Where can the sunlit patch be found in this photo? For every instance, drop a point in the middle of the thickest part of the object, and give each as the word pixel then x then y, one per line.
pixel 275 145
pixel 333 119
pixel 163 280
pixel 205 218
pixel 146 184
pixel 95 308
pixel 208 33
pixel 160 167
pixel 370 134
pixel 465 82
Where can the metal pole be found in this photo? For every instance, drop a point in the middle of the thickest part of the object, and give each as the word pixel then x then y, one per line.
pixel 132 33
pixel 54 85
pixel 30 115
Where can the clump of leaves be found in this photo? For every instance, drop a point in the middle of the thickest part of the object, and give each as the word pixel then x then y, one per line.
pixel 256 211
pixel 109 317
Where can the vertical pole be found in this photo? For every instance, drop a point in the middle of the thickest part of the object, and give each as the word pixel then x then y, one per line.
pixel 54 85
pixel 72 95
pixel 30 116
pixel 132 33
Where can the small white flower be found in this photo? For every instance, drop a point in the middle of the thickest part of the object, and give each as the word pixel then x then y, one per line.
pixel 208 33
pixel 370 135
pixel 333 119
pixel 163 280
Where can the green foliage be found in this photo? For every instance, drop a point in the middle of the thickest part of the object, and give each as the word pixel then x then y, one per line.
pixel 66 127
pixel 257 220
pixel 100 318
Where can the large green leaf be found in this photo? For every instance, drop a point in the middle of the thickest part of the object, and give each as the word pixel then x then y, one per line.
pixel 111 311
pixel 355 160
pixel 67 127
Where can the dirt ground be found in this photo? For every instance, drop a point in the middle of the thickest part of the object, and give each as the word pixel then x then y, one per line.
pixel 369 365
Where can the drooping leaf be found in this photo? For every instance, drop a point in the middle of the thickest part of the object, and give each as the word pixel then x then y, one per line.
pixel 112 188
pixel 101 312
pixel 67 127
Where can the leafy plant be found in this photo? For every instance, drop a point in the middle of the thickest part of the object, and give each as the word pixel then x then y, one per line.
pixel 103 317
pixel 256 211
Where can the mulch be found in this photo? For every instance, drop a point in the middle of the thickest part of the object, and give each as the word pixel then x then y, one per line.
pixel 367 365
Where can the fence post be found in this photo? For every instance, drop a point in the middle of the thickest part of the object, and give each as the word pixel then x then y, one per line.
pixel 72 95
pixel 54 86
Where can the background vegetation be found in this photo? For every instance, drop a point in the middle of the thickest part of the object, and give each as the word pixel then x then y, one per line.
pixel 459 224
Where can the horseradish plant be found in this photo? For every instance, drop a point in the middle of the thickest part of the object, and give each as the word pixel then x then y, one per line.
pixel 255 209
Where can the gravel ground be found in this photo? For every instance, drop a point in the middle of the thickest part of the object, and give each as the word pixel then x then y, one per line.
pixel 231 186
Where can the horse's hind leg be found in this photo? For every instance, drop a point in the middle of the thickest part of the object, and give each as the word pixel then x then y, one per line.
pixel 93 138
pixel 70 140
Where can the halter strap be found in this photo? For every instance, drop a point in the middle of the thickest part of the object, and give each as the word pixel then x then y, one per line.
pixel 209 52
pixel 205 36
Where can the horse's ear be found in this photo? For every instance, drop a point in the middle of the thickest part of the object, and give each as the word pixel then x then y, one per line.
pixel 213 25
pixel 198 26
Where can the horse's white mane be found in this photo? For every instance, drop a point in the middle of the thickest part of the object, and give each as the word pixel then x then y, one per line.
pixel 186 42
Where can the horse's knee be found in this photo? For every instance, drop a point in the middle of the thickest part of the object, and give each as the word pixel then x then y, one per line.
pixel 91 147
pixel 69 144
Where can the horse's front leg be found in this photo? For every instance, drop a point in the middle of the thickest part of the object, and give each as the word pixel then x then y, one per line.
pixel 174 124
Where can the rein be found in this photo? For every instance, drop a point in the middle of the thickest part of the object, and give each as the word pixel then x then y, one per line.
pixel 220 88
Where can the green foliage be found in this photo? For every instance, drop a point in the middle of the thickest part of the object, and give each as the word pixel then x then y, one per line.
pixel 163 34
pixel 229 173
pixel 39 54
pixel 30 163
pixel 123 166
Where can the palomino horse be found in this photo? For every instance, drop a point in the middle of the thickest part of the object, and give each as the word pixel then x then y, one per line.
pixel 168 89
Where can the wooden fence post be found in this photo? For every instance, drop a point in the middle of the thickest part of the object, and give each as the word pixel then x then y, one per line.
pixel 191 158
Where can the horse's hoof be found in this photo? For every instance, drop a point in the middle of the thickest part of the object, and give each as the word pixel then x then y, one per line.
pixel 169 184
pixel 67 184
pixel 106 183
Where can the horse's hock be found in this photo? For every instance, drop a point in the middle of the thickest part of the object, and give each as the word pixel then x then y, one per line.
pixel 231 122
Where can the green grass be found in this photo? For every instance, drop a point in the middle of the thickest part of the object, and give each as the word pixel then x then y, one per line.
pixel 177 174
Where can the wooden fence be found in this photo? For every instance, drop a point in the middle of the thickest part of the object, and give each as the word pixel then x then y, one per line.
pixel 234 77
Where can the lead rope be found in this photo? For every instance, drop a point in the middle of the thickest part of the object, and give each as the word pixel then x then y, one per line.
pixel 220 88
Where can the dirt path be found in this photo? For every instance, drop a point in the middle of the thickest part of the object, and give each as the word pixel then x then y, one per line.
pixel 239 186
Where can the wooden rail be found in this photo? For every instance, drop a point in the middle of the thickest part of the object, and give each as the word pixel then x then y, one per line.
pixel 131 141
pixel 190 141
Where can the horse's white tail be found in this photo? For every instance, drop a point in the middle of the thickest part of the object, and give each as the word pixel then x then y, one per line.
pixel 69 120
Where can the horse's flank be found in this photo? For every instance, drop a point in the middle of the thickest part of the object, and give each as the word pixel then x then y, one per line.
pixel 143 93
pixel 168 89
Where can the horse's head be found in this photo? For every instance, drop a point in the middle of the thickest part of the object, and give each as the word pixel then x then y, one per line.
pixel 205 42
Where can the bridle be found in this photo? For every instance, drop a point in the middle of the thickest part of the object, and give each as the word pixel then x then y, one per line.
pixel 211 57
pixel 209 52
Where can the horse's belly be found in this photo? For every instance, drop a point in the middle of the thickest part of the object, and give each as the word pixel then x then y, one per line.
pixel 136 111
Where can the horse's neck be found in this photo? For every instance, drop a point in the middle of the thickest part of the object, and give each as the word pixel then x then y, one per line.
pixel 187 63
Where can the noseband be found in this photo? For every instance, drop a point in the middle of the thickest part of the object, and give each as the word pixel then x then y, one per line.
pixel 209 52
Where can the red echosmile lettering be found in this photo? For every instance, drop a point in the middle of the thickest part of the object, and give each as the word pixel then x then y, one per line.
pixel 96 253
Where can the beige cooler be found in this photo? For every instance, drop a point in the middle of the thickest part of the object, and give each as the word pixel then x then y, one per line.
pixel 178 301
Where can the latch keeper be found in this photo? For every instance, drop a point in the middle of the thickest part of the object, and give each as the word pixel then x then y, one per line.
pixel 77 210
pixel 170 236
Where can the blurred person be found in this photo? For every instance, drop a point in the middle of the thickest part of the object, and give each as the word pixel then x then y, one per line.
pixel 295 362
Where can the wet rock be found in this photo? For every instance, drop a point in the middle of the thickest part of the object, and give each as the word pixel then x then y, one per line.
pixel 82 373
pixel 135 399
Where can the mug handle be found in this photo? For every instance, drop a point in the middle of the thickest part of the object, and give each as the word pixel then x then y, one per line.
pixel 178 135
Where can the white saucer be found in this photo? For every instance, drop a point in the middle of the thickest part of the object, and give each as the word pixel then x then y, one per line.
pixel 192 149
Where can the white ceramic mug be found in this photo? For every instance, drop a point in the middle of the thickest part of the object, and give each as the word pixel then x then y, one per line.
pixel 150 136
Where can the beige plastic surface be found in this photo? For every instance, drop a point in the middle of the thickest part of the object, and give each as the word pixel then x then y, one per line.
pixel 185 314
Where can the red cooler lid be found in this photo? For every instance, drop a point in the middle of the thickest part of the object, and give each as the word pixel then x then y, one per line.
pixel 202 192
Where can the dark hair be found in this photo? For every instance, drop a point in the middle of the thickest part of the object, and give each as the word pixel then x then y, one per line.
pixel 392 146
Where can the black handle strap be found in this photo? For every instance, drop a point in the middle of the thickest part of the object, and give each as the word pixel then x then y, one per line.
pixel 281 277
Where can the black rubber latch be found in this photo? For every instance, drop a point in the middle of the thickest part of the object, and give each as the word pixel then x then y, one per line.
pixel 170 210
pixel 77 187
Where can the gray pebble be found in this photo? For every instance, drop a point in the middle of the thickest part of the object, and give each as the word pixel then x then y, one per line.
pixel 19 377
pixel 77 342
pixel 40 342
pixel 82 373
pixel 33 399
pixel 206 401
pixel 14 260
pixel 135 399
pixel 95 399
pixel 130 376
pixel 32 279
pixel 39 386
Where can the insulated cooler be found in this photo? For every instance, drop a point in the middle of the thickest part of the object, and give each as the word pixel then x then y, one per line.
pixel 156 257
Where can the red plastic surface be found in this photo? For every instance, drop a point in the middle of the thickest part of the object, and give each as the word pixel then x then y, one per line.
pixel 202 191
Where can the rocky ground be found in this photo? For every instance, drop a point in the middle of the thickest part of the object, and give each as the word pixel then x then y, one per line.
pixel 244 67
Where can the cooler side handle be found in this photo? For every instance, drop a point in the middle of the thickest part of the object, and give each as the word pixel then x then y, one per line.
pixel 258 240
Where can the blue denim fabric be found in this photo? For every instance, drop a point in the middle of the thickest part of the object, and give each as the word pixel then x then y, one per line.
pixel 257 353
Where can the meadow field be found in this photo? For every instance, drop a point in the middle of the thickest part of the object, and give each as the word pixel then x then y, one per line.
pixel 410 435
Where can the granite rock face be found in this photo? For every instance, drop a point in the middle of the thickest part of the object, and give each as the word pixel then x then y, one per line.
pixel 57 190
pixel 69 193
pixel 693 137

→ **Stated exercise**: Reproduce the listing above without change, from the line with "Where can the beige cooler" through the line with "pixel 178 301", including both of those lines.

→ **Answer for this exercise**:
Where can the beige cooler be found in this photo? For every instance, drop a point in the middle of the thickest part of the object, and give each as the word pixel then x then y, one per line.
pixel 178 301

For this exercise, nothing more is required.